**SELECTION**
-- Start --

[clang] [clang] Better bitfield access units (PR #65742)
John McCall via cfe-commits
cfe-commits at lists.llvm.org
Fri Mar 15 10:20:04 PDT 2024
================
@@ -439,82 +444,194 @@ CGRecordLowering::accumulateBitFields(RecordDecl::field_iterator Field,
Members.push_back(MemberInfo(bitsToCharUnits(StartBitOffset),
MemberInfo::Field, nullptr, *Field));
}
- return;
+ return Field;
}
- // Check if OffsetInRecord (the size in bits of the current run) is better
- // as a single field run. When OffsetInRecord has legal integer width, and
- // its bitfield offset is naturally aligned, it is better to make the
- // bitfield a separate storage component so as it can be accessed directly
- // with lower cost.
- auto IsBetterAsSingleFieldRun = [&](uint64_t OffsetInRecord,
- uint64_t StartBitOffset) {
- if (!Types.getCodeGenOpts().FineGrainedBitfieldAccesses)
- return false;
- if (OffsetInRecord < 8 || !llvm::isPowerOf2_64(OffsetInRecord) ||
- !DataLayout.fitsInLegalInteger(OffsetInRecord))
- return false;
- // Make sure StartBitOffset is naturally aligned if it is treated as an
- // IType integer.
- if (StartBitOffset %
- Context.toBits(getAlignment(getIntNType(OffsetInRecord))) !=
- 0)
- return false;
- return true;
- };
+ // The SysV ABI can overlap bitfield storage units with both other bitfield
+ // storage units /and/ other non-bitfield data members. Accessing a sequence
+ // of bitfields mustn't interfere with adjacent non-bitfields -- they're
+ // permitted to be accessed in separate threads for instance.
+
+ // We split runs of bit-fields into a sequence of "access units". When we emit
+ // a load or store of a bit-field, we'll load/store the entire containing
+ // access unit. As mentioned, the standard requires that these loads and
+ // stores must not interfere with accesses to other memory locations, and it
+ // defines the bit-field's memory location as the current run of
+ // non-zero-width bit-fields. So an access unit must never overlap with
+ // non-bit-field storage or cross a zero-width bit-field. Otherwise, we're
+ // free to draw the lines as we see fit.
+
+ // Drawing these lines well can be complicated. LLVM generally can't modify a
+ // program to access memory that it didn't before, so using very narrow access
+ // units can prevent the compiler from using optimal access patterns. For
+ // example, suppose a run of bit-fields occupies four bytes in a struct. If we
+ // split that into four 1-byte access units, then a sequence of assignments
+ // that doesn't touch all four bytes may have to be emitted with multiple
+ // 8-bit stores instead of a single 32-bit store. On the other hand, if we use
+ // very wide access units, we may find ourselves emitting accesses to
+ // bit-fields we didn't really need to touch, just because LLVM was unable to
+ // clean up after us.

-- End --

**REQUIRED TASK 1**
Collect every line of the records that contains the word "shoulder", treating uppercase and lowercase as different.

(Excerpts of location labeling data)
-- Start --

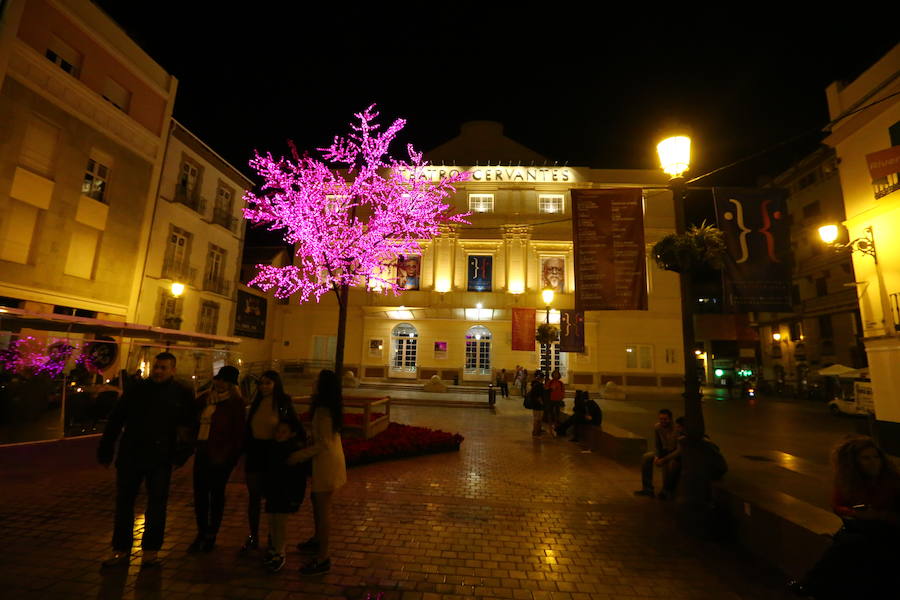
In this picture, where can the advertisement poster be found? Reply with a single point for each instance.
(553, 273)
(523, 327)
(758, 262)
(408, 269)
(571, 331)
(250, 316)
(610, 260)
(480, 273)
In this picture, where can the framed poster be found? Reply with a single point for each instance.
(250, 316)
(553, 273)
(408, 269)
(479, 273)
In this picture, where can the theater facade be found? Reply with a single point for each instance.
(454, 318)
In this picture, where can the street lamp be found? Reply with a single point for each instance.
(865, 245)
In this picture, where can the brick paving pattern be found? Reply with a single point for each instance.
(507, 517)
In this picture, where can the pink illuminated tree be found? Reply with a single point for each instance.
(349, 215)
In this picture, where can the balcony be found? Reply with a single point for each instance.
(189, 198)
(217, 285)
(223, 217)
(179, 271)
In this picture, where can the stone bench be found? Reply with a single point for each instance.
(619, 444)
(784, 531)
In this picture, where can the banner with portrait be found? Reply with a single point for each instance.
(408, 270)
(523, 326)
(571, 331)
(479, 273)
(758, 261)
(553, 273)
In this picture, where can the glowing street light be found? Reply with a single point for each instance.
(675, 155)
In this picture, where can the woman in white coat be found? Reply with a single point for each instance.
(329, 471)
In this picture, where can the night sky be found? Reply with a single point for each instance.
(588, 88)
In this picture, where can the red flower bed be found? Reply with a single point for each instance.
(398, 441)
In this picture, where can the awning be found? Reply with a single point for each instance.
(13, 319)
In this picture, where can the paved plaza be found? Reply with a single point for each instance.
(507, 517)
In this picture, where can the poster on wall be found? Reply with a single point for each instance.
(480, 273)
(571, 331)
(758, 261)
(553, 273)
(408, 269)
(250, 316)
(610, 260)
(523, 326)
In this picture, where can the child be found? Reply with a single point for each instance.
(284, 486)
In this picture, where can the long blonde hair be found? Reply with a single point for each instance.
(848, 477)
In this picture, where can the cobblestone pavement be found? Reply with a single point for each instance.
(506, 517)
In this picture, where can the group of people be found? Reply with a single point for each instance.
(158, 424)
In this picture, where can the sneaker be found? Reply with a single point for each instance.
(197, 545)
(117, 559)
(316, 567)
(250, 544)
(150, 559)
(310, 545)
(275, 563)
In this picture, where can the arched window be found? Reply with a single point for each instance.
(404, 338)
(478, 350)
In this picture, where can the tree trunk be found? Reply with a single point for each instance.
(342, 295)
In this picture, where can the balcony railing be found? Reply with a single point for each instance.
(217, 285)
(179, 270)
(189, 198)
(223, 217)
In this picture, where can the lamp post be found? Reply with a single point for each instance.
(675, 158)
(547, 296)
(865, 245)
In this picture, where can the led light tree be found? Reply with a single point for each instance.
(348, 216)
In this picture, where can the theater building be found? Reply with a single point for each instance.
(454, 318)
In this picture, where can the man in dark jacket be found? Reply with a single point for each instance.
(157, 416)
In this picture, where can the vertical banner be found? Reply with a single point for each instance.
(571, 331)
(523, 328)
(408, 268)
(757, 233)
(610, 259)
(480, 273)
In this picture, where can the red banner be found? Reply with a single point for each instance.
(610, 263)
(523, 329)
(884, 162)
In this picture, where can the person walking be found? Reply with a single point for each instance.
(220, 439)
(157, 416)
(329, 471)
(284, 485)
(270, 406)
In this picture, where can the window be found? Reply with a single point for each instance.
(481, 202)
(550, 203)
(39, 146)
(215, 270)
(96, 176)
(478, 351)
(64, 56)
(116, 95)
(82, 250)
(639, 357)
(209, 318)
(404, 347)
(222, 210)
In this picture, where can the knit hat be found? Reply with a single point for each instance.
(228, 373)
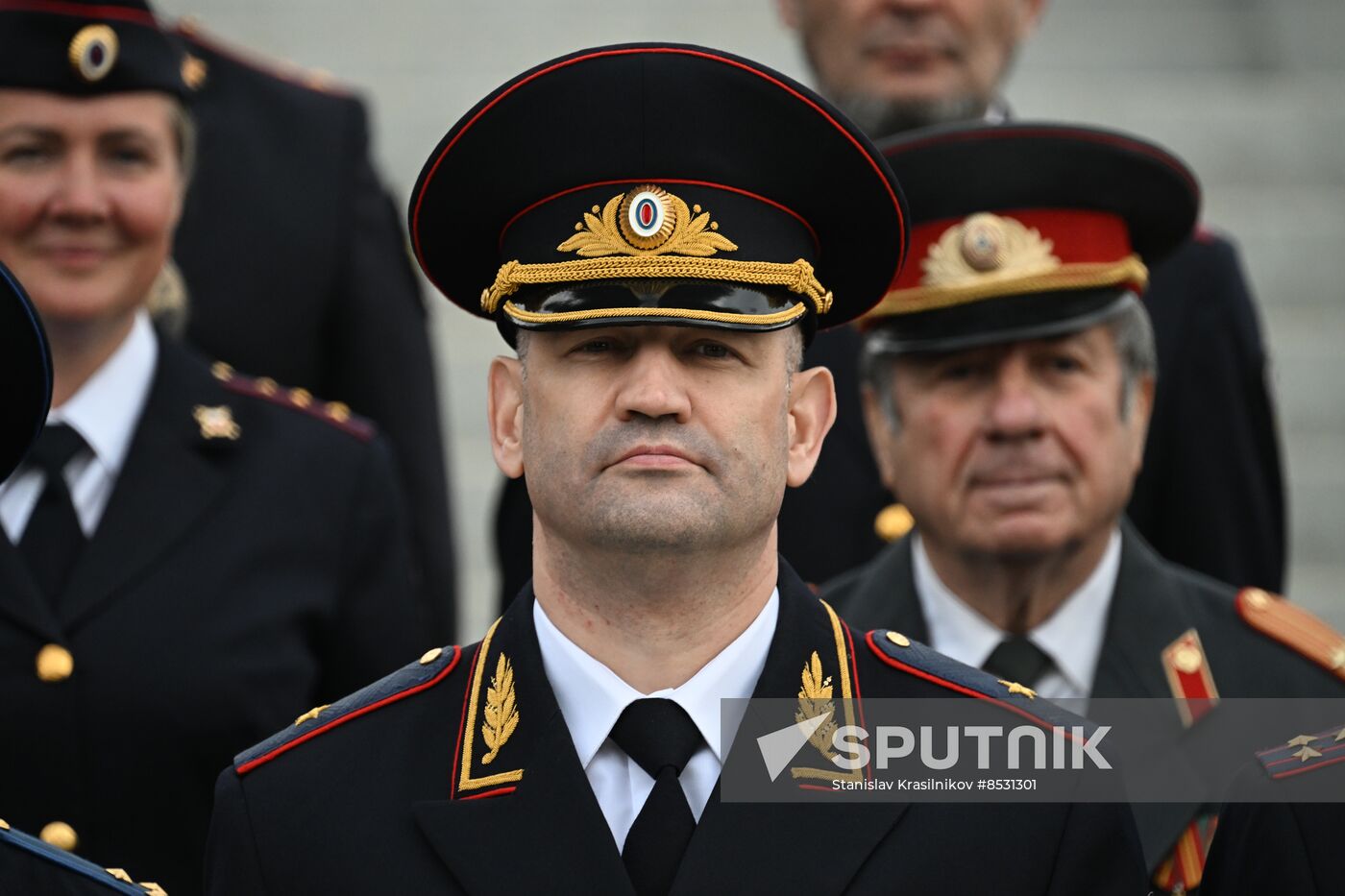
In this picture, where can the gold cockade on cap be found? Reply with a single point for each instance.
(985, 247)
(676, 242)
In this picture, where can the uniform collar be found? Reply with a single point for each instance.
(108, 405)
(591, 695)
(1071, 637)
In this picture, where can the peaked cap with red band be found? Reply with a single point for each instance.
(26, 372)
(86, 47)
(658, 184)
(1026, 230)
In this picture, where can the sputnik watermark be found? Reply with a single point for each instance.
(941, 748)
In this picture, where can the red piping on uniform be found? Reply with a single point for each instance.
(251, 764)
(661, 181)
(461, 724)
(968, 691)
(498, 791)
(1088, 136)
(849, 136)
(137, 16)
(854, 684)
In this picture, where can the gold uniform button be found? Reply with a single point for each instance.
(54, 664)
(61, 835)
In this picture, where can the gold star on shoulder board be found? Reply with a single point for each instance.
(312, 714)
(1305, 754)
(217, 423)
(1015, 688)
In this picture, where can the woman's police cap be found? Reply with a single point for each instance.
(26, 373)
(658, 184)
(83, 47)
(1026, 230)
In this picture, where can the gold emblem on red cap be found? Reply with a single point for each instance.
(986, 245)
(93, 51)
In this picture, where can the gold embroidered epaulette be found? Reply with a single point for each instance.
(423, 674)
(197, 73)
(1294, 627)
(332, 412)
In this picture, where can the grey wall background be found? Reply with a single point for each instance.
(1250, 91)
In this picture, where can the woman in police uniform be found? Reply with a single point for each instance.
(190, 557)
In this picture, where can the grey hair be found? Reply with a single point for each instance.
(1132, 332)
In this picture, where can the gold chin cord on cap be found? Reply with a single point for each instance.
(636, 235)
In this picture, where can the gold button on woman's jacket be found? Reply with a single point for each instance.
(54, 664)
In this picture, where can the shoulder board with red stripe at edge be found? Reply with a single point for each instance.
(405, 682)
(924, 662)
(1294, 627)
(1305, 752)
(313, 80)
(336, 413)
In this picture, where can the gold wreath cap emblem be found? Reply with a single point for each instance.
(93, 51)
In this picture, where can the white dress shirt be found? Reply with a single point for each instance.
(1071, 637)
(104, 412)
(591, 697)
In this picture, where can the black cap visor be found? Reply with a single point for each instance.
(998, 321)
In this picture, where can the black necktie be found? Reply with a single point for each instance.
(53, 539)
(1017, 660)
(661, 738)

-- End --
-- Start --

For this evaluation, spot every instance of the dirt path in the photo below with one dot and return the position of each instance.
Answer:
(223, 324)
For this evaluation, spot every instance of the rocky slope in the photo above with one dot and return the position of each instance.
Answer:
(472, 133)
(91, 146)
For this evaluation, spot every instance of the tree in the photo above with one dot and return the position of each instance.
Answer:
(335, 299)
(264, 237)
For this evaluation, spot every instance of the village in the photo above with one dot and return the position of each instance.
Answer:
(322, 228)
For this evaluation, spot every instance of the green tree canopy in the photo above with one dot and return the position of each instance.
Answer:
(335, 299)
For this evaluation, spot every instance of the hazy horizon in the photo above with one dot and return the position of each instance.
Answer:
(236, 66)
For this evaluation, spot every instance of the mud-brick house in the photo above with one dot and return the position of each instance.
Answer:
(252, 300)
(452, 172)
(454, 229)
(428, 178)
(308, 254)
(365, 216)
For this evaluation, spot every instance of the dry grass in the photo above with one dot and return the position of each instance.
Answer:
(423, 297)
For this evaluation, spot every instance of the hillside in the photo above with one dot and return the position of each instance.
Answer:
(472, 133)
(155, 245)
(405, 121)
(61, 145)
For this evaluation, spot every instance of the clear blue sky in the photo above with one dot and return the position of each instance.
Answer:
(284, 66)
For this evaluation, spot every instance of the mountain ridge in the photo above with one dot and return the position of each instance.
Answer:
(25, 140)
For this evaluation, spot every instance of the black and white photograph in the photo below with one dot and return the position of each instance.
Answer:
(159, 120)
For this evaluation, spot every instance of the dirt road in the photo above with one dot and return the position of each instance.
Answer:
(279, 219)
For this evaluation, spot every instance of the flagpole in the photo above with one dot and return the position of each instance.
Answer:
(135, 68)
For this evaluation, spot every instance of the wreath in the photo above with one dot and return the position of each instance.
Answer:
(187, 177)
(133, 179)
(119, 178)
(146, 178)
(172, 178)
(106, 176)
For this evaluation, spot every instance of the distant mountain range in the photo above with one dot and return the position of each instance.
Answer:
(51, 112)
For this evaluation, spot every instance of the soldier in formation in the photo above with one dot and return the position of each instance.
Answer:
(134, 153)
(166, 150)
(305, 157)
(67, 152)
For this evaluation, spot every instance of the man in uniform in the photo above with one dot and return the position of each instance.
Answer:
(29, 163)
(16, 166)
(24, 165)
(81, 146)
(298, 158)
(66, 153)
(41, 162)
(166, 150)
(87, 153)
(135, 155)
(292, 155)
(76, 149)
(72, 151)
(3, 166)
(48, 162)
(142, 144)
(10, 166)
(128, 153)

-- End --

**REQUIRED TASK 2**
Continue the code review message on clang bitfield access units from the point where it stops.

**WRITTEN REPLY 1**
In this picture, where can the gold star on shoulder board be found? Reply with a single point for each instance.
In this picture, where can the shoulder board with red stripe at edge be found? Reply with a single point for each instance.

**WRITTEN REPLY 2**
+
+ // It is desirable to have access units be aligned powers of 2 no larger than
+ // a register. (On non-strict alignment ISAs, the alignment requirement can be
+ // dropped.) A three byte access unit will be accessed using 2-byte and 1-byte
+ // accesses and bit manipulation. If no bitfield straddles across the two
+ // separate accesses, it is better to have separate 2-byte and 1-byte access
+ // units, as then LLVM will not generate unnecessary memory accesses, or bit
+ // manipulation. Similarly, on a strict-alignment architecture, it is better
+ // to keep access-units naturally aligned, to avoid similar bit
+ // manipulation synthesizing larger unaligned accesses.
+
+ // We do this in two phases, processing a sequential run of bitfield
+ // declarations.
+
+ // a) Bitfields that share parts of a single byte are, of necessity, placed in
+ // the same access unit. That unit will encompass a consecutive
+ // run where adjacent bitfields share parts of a byte. (The first bitfield of
+ // such an access unit will start at the beginning of a byte.)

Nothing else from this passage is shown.